[A run of records]
• • •

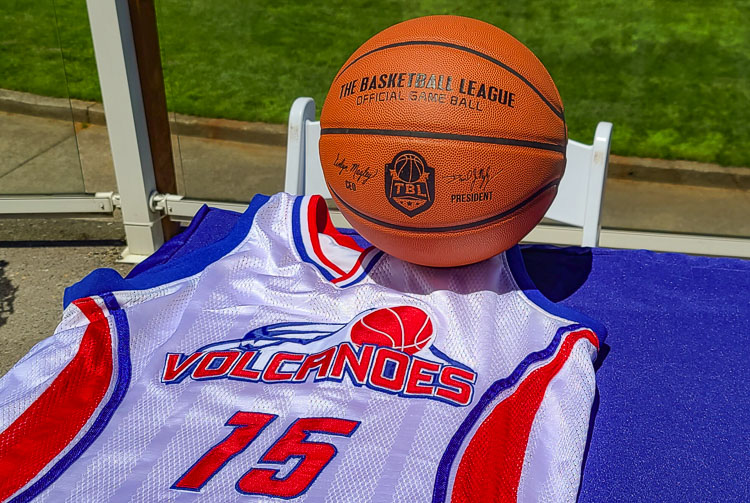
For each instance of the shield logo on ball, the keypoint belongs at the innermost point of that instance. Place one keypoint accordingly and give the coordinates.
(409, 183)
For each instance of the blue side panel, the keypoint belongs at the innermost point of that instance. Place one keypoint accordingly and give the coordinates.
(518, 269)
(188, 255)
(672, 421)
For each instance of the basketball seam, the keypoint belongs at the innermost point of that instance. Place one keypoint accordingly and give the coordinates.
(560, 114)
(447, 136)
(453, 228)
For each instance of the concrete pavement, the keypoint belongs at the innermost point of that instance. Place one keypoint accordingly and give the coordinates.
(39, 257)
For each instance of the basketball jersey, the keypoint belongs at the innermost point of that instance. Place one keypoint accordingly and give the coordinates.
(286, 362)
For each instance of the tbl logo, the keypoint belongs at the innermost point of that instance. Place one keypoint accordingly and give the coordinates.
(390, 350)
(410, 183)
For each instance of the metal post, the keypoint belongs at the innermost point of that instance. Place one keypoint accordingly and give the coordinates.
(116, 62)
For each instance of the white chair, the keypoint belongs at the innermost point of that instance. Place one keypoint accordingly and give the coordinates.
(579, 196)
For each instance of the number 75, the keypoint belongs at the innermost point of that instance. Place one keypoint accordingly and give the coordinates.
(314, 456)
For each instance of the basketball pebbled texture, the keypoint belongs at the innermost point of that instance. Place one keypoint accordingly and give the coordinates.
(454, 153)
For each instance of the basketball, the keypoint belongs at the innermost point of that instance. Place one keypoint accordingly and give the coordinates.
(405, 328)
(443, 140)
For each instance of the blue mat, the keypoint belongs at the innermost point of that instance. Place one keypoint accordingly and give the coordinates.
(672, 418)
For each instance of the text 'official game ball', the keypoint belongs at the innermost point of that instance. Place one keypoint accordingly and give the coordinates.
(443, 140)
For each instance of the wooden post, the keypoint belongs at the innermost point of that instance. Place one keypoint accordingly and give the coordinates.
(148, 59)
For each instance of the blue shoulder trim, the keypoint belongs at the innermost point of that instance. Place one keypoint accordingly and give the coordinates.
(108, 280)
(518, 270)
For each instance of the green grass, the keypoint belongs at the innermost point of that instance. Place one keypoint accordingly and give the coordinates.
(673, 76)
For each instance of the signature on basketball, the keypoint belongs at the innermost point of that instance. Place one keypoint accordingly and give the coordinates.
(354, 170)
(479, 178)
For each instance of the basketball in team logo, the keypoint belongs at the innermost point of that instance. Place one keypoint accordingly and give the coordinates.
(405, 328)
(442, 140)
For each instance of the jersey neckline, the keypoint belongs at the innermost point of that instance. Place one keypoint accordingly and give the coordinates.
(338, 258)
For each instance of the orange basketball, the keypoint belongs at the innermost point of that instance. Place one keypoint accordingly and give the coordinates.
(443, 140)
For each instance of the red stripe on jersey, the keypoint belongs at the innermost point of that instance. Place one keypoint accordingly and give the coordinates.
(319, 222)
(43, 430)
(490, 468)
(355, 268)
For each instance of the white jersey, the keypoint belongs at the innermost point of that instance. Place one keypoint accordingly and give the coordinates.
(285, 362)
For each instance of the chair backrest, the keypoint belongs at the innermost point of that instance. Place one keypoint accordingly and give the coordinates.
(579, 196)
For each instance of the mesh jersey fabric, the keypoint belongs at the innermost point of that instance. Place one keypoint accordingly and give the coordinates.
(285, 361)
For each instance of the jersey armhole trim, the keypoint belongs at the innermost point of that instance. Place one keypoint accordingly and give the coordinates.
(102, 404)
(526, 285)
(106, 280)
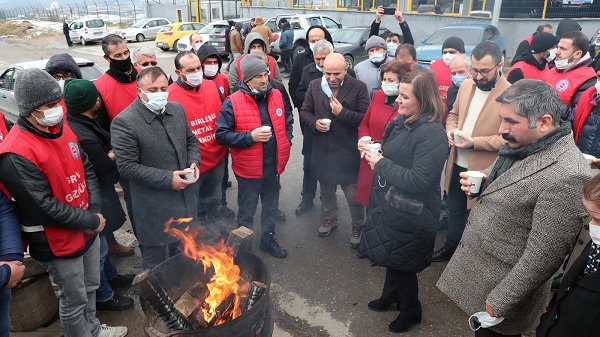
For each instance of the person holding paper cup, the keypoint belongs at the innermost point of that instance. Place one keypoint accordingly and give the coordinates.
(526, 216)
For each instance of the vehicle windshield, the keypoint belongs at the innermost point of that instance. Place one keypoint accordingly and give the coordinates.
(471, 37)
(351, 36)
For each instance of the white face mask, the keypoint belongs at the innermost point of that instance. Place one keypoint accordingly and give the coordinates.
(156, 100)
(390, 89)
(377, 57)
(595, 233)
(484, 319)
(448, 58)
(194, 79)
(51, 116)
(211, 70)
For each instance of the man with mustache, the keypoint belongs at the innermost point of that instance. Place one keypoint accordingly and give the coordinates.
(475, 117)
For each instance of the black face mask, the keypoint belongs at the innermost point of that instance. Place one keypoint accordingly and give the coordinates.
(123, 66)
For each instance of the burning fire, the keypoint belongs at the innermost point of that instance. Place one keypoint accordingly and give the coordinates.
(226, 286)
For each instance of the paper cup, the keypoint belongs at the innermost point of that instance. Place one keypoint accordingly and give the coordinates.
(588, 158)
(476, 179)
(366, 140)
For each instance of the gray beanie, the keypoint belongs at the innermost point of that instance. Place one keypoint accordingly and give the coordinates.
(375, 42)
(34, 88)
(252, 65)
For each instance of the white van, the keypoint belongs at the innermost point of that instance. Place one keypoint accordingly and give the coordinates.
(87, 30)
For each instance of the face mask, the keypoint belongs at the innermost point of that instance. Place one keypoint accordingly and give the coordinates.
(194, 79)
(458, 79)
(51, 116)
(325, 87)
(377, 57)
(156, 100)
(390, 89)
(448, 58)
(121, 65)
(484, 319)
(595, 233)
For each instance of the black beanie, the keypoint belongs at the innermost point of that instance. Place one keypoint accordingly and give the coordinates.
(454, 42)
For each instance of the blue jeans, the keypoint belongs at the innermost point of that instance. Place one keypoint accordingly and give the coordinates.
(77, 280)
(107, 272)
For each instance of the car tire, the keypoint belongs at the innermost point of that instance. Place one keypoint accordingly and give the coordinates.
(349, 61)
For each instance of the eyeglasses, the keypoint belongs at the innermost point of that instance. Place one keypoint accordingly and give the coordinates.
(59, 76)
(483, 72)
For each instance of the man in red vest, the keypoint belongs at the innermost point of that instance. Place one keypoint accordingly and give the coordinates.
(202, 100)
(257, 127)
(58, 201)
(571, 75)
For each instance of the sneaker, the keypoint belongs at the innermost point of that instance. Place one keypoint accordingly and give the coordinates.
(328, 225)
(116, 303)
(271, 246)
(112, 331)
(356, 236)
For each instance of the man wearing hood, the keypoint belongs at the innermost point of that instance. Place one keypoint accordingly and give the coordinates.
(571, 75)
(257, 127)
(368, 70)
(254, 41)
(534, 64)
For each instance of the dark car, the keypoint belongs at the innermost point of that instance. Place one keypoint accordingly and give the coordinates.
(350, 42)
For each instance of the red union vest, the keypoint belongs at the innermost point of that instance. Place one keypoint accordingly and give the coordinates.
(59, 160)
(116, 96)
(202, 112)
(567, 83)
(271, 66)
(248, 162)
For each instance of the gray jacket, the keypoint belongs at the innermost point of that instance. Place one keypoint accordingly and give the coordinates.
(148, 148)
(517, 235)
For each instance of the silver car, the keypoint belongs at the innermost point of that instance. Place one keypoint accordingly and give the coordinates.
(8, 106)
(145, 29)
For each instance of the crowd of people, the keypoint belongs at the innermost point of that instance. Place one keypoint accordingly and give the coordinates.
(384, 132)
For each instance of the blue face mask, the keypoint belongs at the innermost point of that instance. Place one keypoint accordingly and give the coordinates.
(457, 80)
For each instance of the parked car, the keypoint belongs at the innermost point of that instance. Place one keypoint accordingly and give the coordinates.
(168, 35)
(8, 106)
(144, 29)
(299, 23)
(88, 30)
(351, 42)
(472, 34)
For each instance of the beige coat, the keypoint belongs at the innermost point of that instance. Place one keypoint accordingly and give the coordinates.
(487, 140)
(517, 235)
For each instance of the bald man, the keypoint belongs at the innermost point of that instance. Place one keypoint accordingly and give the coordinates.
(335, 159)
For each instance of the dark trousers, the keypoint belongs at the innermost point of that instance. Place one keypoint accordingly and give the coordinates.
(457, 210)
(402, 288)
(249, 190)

• • •

Working from the lines above, reproduce the material exactly and exclude its pictures.

For each instance of the shield logo on ball, the keypoint belongs at the innermost point of that instance. Place one keypoint accordingly and give the coordinates.
(409, 183)
For each instance of the blue side panel, the keypoint belongs at the innermost point of that instance. Place one keypoint accordingly and give the coordinates.
(518, 269)
(188, 255)
(672, 421)
For each instance of the basketball seam, the keypoint belongs at the innermost point of that instance. Place one keypoint accordingly and give the coordinates.
(560, 114)
(447, 136)
(453, 228)
For each instance of the concrete pavement, the keypoint belongs at the innermost point of that instance. Place one keypoint accordingly and give the coordinates.
(39, 257)
For each instance of the basketball jersey, the keypoint belongs at the innermost point of that instance. Place one keypoint accordingly and give the coordinates.
(286, 362)
For each instance of the tbl logo, the keypoint belongs at the innermost point of that instance. Place one keypoint accordingly and give the coordinates.
(390, 350)
(410, 183)
For each instance of the metal post, the keypoint belongs at the innermost point of that instance. Place one keypoint accordingly and give the coordinates.
(116, 62)
For each instance of the white chair, the keypoint belongs at the innermost point of that instance. Place one keypoint accordingly and give the coordinates.
(579, 196)
For each instance of the number 75, the keypoint belongs at the innermost point of that instance. Place one keypoint accordingly and give the coordinates.
(314, 456)
For each instance of the basketball pebbled texture, the keypoint belongs at the innermost point of that instance. Place one keypoint accordingly and give the coordinates.
(454, 153)
For each instance of the basketball, the keypoint belongs at the innermost point of that instance. Place one keypoint accordingly and give the coordinates.
(405, 328)
(443, 140)
For each instance of the blue mat, the keypoint belongs at the innermost point of that instance. Place one keypoint accordingly and give the coordinates.
(672, 418)
For each instance of the text 'official game ball', the keypoint belongs at the innermost point of that instance. Place one keypoint accordingly and give the coordinates.
(443, 140)
For each instance of the wooden post, the keypoint belongs at the innermost point of that instance. Place one keypoint accordingly and give the coordinates.
(148, 59)
For each instance of the blue shoulder trim, the keypoint belongs at the innermost point of that instance. Place one keypoint accordingly and give the coordinates.
(108, 280)
(518, 270)
For each instance of the green grass, the keypoint belongs at the innermost point of that instance. Place one keypoint accordingly and give the coordinates.
(673, 76)
For each instance of the signature on basketball, the keypoint belongs at the innermost point of that instance. Place one keypoint accordingly and give the coordinates.
(354, 170)
(479, 178)
For each instance of the basketball in team logo, the keypoint belongs at the innermost point of that instance. Place one keypoint accordingly and give the coordinates.
(405, 328)
(442, 140)
For each instance of the jersey neckline, the keypoint belongs at the innermost point of that instance. Place one keypoint accordingly and give the coordinates.
(338, 258)
For each instance of the orange basketball, the keypoint belongs at the innermost point of that instance. Place one keypoint accordingly and give the coordinates.
(443, 140)
For each instance of the red stripe on jersey, the keypoint belongs at the innermost point of that instance. Place one keypoint accordingly and give the coordinates.
(319, 222)
(43, 430)
(490, 468)
(355, 268)
For each instance of the white jersey, the keypoint belongs at the innermost point of that instance. Place one keypoint accordingly and give the coordinates.
(285, 362)
For each instance of the chair backrest, the keypoint belongs at the innermost point of that instance. Place one keypoint accordingly and give the coordinates.
(579, 196)
For each instance of the mesh jersey fabric, the keypoint belongs at the innermost point of that instance. Place one keypoint accordingly and give the coordinates.
(285, 361)
For each instance of the jersey armhole trim, the keypoint belongs at the innermost point of that instance. Place one keypoint accordingly and give the coordinates.
(102, 404)
(526, 285)
(106, 280)
For each instance of the person holding paper cup, the keypoint belongs at the innermost point of that instance. Place one keypoint accordingly and give the coordinates.
(526, 216)
For each instance of the vehicle windshield, the keypoint belongs at the innermost point of that instance. Place one keypoint accordingly and give the coordinates.
(471, 37)
(351, 36)
For each instance of the white face mask, the keypoint belongs at the innermost point of that instance. Place one keypoint accordingly and give the coordinates.
(156, 100)
(390, 89)
(377, 57)
(595, 233)
(484, 319)
(448, 58)
(194, 79)
(51, 116)
(211, 70)
For each instance of the man with mustache, the keypoint belongs at the innermost point of that instance. Place one keypoint accordingly and give the coordinates.
(475, 117)
For each instance of the black face mask, the keypoint belongs at the innermost point of that instance. Place one keypoint accordingly and give the coordinates.
(123, 66)
For each instance of the burning fire, the keypoint belongs at the innermost point of that instance. Place one keypoint accordingly and give the coordinates.
(226, 286)
For each instance of the paper cup, the keypoint belongs at the innermost point of that instance. Place one keypoint accordingly and give the coordinates.
(588, 158)
(476, 179)
(366, 140)
For each instance of the gray beanie, the keypoint belongs at the innermost point of that instance. Place one keypoint accordingly and give the coordinates.
(375, 42)
(34, 88)
(252, 65)
For each instance of the white van, the keypoint belongs at the innermost point of that instance. Place one keypoint accordingly and give the coordinates.
(87, 30)
For each instance of the face mask, the keypoint belongs at the innermost point of that instance. Place one keypoint accordingly and give the coordinates.
(194, 79)
(458, 79)
(51, 116)
(325, 87)
(377, 57)
(156, 100)
(390, 89)
(448, 58)
(121, 65)
(484, 319)
(595, 233)
For each instance of the black beanie, the keypoint belongs at the innermost point of that instance. Place one keypoint accordingly and give the coordinates.
(454, 42)
For each instance of the blue jeans, the keypoint belongs at the innermost point of that instance. Place one keypoint accordingly and give the coordinates.
(77, 280)
(107, 272)
For each instance of the car tire, the keypoint belongs at the innermost point of that instance. Place one keypoint accordingly and give the coordinates.
(349, 61)
For each instance of the eyeglasses, the keypoint belongs at the innermost point of that instance. Place one keypoint accordingly and give the coordinates.
(59, 76)
(483, 72)
For each instance of the man in red vest, the keypoint belongs at the innermost point of that instance. Place one keypoint accordingly and give the coordinates.
(202, 100)
(257, 127)
(58, 201)
(571, 75)
For each instance of the sneaker, the keypoint belongs at the innermost point of that instance. Place one keypoint accordingly and give the coordinates.
(328, 225)
(116, 303)
(271, 246)
(112, 331)
(356, 236)
For each instance of the man wearing hood, the keypoint belongs at the innermost point of that instance. Place one keypoint accordingly and give the coordinates.
(571, 75)
(257, 127)
(368, 70)
(254, 41)
(534, 64)
For each instance of the dark car, the keypoint belongs at the innermost point of that instance. Place one keypoint accordingly and give the coordinates.
(350, 42)
For each instance of the red union vest, the keypoint belongs at the innermost point of that instance. Place one keypoint accordingly and give the coordinates.
(59, 160)
(116, 96)
(202, 112)
(567, 83)
(271, 66)
(248, 162)
For each instance of the gray jacket, the keypoint belongs at the innermost point of that instance. Place one keypoint accordingly and give the coordinates.
(148, 148)
(517, 235)
For each instance of the silver car, the keypoint belongs at the innermost point of that instance. Place one keypoint accordingly and give the coordinates.
(8, 106)
(145, 29)
For each instance of the crowd of people, the keypoint belongs at the innermost point of that instance. Place one keypoint accordingly and give the coordinates.
(384, 132)
For each instance of the blue face mask, the keypoint belongs at the innermost point of that instance. Place one keypoint accordingly and give the coordinates.
(457, 80)
For each instance of the parked car, the keypoint belongs at the innermost point of that instance. Place one keypoint accordingly and give the coordinates.
(168, 35)
(8, 106)
(144, 29)
(299, 23)
(88, 30)
(351, 42)
(472, 34)
For each instance of the beige coat, the keypoint belongs at the innermost point of that instance. Place one keypoint accordingly and give the coordinates.
(487, 140)
(517, 235)
For each instance of the bald man, the keypoint belongs at the innermost point of that instance. Place one keypoint accordingly and give the coordinates.
(335, 159)
For each instance of the dark trousers, the keypoint belongs at the innermost point of that instance. Place one keypoint accordingly and give the coordinates.
(457, 210)
(402, 288)
(249, 190)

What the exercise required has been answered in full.